[START OF DATA]
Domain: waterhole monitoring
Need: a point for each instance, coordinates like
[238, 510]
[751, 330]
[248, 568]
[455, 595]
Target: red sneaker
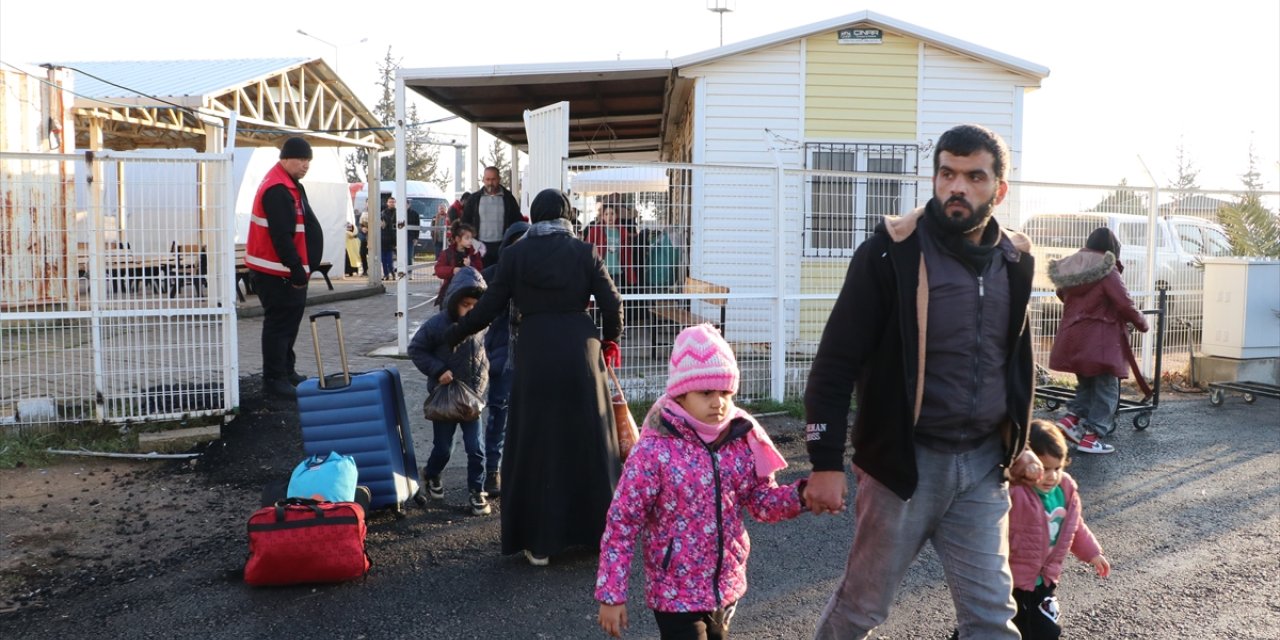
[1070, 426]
[END OF DATA]
[START OF DATA]
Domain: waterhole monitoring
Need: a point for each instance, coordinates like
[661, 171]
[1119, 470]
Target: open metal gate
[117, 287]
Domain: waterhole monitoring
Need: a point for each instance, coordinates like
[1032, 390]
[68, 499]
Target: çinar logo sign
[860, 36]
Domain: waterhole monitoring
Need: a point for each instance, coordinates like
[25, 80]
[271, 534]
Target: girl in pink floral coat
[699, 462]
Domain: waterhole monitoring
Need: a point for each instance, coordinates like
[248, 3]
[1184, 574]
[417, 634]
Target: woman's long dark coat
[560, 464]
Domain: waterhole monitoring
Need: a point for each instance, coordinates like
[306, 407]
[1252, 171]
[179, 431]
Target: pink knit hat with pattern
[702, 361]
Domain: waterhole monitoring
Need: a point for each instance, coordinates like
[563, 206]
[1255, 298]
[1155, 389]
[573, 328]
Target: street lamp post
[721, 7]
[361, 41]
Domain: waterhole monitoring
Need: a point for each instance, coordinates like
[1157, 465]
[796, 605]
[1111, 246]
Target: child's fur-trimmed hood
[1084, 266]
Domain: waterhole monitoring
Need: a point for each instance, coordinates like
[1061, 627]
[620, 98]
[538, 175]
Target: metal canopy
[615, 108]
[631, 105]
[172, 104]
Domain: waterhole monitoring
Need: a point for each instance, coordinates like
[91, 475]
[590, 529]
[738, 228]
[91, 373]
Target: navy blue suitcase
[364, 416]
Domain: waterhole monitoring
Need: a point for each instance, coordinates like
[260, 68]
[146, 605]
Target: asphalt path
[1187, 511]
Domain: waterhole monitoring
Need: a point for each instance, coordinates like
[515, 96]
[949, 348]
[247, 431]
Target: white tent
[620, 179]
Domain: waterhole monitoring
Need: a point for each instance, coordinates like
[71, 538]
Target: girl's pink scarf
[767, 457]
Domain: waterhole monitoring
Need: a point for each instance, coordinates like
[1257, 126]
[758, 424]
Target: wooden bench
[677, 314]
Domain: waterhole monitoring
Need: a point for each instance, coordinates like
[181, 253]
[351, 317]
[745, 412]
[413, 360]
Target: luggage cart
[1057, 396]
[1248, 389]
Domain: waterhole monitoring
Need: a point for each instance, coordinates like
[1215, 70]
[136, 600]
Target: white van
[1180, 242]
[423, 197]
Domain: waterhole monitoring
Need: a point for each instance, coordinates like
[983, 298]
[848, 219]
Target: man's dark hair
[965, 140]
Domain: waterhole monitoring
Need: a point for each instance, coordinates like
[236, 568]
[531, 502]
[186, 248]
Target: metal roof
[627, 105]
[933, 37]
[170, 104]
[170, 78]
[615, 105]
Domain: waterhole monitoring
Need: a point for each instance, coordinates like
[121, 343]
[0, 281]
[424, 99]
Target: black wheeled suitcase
[END OF DATA]
[START OF DATA]
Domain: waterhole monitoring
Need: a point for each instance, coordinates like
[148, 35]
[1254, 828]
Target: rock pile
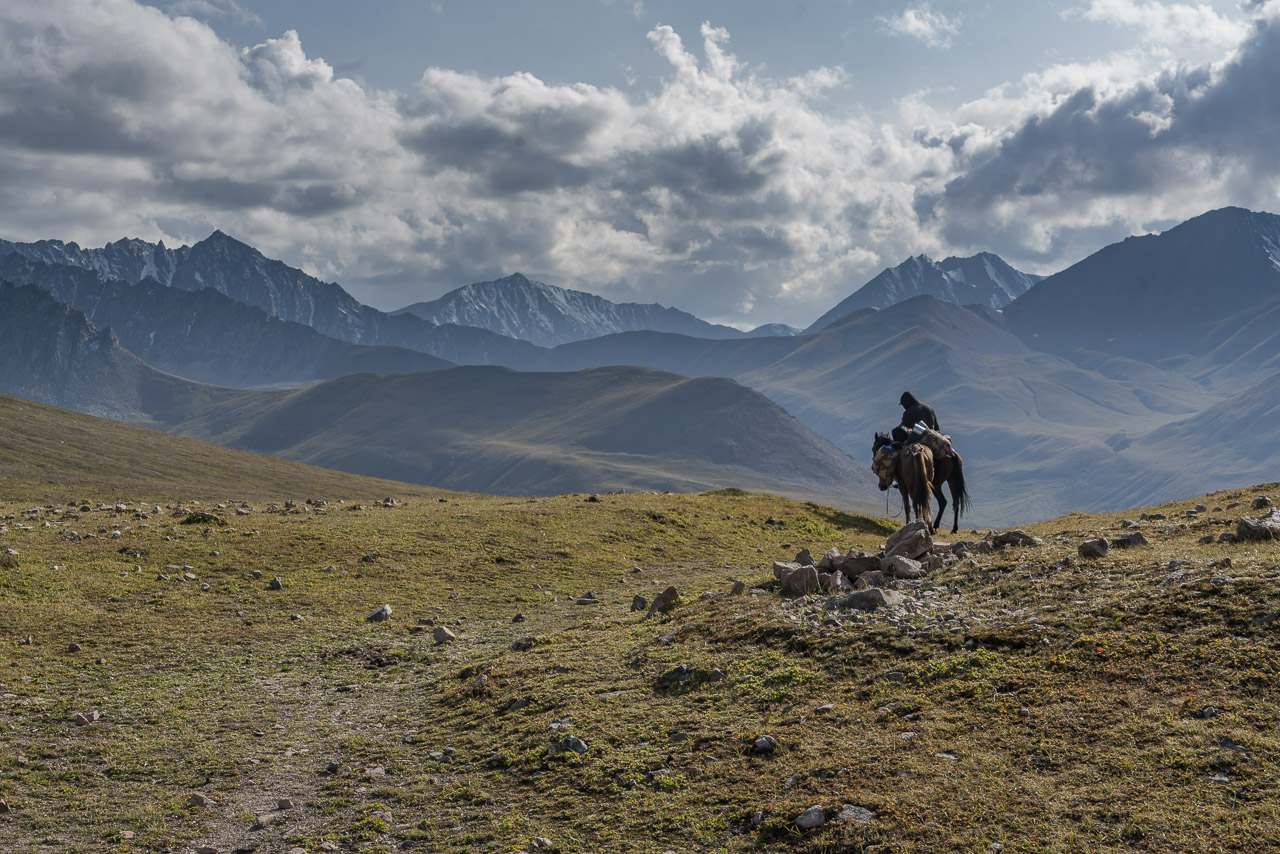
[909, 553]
[END OF DATA]
§ **SET PROBLEM**
From the entries above, return each line that contains the word "pink".

§ **FULL RESPONSE**
Target: girl in pink floral coat
Target: pink knit hat with pattern
Target: girl's pink scarf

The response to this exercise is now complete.